WHAT TO DO:
(a) Condense the paragraph of the passage on employee stock options that begins "About 10% of Fortune 500 corporations" into a short list that keeps its main facts.
(b) Write out the passage on employee stock options word for word, from "Company boards of" up to and including "in the meantime.".

SUPPLIED TEXT:
####################
Sounds great, but what does it mean?

For a growing number of rank-and-file workers in corporate America, sorting through the elements of a benefits package entails puzzling out how to play the stock options game. Primarily reserved in previous years for top executives and workers at cash-poor technology start-ups, stock options are filtering down to the cubicles, factory floors and fast-food outlets of America.

About 10% of Fortune 500 corporations grant so-called broad-based options to all or most of their workers, according to Hewitt Associates, a benefits consulting firm based in Lincolnshire, Ill. Among the proponents are AirTouch Communications, Apple Computer, General Mills, McDonald's, Rubbermaid, Wal-Mart Stores, pharmaceutical giant Pfizer, Pepsico and Times Mirror Co., publisher of the Los Angeles Times.

Company boards of directors "are trying to drive the idea of having employees think like owners," said Donald L. Fisher, a vice president at Compensation Resource Group, a Pasadena firm that advises companies on pay packages. "There's a general move away from using base salary as a motivating device."

Employee stock option programs can take a variety of forms. The simplest plan grants workers a given number of shares if they remain at the company for a specified period. The option price is usually set at the time of the grant. Employees get to pocket whatever gain stacks up in the meantime.

Here's an example: A 10-year, 25-share option granted in 1995, when the share price was $10, would enable an employee to buy 25 shares for $10 each if he or she is still with the company in 2005. If, by then, the price is $30, the employee's gain is $20 a share, or $500.

About half the existing broad-based options programs have been instituted since 1994. Their implementation follows a tumultuous period of corporate consolidation and layoffs that left many employees feeling they were working harder for less reward.
####################
ENTRIES PROVIDED:
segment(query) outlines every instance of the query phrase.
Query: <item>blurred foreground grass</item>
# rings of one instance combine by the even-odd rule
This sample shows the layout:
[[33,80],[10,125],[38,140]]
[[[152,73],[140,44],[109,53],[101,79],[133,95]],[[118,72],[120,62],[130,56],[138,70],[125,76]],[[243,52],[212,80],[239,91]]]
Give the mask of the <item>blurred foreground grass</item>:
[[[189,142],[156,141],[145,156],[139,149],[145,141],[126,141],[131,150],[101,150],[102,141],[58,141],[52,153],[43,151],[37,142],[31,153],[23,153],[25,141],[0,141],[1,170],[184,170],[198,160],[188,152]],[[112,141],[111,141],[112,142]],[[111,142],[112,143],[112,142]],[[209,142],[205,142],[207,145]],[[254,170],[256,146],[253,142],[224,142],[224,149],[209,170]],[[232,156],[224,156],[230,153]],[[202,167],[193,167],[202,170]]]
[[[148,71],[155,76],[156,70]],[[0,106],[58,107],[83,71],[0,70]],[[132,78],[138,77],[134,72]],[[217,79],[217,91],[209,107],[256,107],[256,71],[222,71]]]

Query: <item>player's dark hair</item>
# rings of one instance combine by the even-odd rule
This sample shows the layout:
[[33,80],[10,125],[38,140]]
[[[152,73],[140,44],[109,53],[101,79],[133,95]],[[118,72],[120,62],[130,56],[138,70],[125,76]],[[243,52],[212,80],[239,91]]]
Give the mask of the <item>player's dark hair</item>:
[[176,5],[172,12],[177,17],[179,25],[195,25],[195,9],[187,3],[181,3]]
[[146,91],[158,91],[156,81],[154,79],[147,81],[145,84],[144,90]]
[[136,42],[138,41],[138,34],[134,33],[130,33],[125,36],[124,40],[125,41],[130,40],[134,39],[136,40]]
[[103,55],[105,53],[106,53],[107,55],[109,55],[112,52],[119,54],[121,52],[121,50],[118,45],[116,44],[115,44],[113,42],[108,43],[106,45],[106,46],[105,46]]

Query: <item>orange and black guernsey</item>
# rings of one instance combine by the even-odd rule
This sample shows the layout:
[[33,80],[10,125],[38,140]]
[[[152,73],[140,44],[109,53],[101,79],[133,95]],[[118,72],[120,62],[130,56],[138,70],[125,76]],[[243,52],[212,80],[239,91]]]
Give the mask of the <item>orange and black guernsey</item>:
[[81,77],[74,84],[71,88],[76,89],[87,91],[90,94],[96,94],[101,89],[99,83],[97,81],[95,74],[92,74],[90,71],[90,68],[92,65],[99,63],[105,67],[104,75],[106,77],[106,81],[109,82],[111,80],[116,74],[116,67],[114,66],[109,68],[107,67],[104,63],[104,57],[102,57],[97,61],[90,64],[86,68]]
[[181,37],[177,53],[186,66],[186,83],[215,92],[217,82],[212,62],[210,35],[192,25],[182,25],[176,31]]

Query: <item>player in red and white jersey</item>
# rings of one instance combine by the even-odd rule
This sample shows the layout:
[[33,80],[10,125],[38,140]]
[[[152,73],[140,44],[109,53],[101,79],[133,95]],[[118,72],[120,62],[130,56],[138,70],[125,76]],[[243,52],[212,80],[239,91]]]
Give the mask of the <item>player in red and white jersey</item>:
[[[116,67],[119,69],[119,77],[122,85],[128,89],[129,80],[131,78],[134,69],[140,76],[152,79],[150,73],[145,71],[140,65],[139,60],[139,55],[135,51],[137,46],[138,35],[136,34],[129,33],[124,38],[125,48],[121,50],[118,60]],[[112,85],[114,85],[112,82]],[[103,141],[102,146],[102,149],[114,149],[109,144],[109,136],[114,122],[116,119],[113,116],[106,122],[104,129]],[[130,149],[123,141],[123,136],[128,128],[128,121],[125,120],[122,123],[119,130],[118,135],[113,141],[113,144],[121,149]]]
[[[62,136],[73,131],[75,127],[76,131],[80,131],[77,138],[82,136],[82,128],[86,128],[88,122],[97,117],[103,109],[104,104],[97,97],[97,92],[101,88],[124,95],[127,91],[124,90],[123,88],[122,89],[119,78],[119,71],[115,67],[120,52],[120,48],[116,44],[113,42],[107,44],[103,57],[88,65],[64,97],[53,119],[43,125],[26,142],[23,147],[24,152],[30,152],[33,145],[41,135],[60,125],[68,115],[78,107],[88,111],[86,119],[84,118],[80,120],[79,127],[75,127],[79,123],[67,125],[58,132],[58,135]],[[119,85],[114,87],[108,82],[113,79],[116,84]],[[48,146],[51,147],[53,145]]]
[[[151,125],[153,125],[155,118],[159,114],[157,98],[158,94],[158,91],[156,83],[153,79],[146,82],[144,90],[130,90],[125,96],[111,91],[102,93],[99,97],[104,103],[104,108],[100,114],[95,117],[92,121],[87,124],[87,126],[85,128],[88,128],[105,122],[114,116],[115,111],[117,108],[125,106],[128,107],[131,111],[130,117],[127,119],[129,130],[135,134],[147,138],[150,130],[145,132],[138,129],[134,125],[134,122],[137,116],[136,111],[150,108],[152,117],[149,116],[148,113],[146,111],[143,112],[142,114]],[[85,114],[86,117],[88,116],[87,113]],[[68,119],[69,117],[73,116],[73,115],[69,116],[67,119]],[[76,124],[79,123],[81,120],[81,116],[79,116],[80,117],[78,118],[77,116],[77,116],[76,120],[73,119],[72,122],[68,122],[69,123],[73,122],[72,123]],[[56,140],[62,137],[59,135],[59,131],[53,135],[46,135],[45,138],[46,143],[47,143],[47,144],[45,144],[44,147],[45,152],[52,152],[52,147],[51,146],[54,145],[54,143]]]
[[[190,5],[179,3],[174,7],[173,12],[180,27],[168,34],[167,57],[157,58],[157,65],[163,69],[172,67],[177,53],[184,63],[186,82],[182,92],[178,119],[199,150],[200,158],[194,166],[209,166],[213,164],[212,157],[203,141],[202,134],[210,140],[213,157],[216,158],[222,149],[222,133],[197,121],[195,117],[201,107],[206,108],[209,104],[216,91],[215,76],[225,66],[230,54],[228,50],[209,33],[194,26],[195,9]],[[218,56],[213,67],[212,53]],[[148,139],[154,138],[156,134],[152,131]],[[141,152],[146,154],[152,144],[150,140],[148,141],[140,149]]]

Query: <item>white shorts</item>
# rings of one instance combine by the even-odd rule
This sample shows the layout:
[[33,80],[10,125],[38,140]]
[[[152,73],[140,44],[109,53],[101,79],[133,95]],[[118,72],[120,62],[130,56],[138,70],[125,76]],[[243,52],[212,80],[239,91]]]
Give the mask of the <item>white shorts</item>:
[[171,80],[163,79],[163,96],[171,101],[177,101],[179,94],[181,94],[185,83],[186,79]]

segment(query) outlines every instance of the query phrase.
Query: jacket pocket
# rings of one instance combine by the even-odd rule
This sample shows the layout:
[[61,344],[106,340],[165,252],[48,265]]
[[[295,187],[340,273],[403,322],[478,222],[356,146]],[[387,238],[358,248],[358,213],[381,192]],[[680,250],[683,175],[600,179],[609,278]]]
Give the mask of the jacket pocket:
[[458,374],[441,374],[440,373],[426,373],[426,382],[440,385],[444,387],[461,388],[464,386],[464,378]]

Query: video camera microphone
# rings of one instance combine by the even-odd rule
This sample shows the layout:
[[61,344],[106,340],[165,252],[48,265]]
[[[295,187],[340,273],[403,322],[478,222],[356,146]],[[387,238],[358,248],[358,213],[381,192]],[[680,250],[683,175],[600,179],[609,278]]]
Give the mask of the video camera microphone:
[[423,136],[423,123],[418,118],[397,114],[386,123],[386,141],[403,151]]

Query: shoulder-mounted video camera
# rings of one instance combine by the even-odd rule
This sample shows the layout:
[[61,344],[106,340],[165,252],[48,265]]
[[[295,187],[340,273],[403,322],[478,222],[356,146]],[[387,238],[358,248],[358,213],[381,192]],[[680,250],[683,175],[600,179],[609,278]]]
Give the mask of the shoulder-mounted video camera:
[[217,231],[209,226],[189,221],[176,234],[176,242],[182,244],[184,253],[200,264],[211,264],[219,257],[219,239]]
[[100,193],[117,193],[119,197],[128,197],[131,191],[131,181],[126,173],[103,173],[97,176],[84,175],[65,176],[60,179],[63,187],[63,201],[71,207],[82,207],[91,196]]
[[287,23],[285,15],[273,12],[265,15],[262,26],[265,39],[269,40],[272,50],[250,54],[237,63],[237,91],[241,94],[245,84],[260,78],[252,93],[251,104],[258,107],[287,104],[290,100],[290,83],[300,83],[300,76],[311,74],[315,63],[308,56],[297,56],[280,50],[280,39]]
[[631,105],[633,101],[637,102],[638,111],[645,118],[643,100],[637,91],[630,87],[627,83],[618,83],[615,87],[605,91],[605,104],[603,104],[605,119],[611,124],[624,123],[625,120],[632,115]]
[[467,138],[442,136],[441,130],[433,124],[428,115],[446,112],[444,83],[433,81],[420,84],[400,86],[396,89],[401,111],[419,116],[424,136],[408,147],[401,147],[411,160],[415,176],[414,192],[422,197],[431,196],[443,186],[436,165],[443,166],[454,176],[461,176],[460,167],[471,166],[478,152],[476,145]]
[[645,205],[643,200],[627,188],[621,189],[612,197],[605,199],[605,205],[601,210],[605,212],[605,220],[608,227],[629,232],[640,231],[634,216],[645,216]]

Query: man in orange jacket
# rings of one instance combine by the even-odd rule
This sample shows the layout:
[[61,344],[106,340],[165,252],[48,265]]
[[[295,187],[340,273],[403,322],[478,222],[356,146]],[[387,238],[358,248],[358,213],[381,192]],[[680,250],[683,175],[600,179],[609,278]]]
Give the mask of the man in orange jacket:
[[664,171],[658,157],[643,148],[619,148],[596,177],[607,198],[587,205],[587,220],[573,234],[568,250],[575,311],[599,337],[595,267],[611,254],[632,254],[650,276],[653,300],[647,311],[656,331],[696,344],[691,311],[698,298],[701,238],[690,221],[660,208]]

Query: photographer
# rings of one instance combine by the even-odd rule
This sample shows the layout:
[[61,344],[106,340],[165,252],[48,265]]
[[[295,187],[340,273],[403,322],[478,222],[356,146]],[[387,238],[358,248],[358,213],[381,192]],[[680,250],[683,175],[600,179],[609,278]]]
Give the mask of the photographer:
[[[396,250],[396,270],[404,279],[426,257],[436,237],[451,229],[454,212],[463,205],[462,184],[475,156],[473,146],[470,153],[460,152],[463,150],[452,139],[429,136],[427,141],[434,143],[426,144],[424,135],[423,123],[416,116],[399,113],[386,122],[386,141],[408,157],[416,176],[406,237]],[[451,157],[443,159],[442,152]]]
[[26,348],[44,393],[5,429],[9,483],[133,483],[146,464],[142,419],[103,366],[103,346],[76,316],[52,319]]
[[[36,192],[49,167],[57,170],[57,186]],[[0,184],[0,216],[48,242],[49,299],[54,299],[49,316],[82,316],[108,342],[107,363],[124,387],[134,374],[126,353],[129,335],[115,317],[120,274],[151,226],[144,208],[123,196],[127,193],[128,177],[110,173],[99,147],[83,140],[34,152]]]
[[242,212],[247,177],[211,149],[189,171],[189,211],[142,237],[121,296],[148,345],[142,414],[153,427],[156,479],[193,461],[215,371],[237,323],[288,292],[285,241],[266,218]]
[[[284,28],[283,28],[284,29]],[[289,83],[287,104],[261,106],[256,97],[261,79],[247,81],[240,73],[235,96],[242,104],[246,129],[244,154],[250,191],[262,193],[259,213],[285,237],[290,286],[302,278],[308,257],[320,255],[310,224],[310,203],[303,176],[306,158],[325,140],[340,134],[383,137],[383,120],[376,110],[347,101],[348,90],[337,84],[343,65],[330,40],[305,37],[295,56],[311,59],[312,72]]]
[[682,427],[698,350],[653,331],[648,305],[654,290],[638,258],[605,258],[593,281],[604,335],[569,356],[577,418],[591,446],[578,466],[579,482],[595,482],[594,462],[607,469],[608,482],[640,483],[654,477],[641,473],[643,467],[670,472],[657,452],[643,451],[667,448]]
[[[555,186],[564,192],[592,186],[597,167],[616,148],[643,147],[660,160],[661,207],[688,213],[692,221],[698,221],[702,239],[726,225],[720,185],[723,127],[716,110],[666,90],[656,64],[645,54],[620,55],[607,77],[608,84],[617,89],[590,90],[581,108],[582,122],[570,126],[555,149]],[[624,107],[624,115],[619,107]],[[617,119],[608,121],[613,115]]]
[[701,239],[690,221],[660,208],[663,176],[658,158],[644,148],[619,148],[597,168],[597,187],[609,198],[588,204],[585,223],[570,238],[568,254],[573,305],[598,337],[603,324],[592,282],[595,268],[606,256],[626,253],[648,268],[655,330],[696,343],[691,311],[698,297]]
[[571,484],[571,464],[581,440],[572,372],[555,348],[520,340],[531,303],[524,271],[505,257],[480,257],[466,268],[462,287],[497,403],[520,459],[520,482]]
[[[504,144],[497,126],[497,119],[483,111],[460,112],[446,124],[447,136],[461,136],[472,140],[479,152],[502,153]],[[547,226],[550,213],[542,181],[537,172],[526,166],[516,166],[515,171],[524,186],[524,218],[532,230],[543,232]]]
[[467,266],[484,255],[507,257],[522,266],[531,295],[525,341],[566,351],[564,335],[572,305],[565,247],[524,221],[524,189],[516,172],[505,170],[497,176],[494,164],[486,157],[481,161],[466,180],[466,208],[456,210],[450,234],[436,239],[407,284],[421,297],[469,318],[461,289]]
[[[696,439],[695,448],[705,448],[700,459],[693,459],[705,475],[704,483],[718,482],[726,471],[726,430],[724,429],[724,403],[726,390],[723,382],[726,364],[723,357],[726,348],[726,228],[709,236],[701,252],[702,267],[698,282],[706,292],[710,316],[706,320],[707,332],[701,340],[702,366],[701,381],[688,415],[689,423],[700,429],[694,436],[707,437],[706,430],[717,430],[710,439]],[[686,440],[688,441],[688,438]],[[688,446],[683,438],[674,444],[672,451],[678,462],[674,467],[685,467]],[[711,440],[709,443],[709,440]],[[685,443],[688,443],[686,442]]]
####################
SOLUTIONS TO THE PROBLEMS:
(a)
- About 10% of Fortune 500 corporations grant broad-based options to all or most of their workers, according to Hewitt Associates, a benefits consulting firm in Lincolnshire, Ill.
- Companies that do so include AirTouch Communications, Apple Computer, General Mills, McDonald's, Rubbermaid, Wal-Mart Stores, Pfizer, Pepsico and Times Mirror Co., publisher of the Los Angeles Times.

(b)
Company boards of directors "are trying to drive the idea of having employees think like owners," said Donald L. Fisher, a vice president at Compensation Resource Group, a Pasadena firm that advises companies on pay packages. "There's a general move away from using base salary as a motivating device."

Employee stock option programs can take a variety of forms. The simplest plan grants workers a given number of shares if they remain at the company for a specified period. The option price is usually set at the time of the grant. Employees get to pocket whatever gain stacks up in the meantime.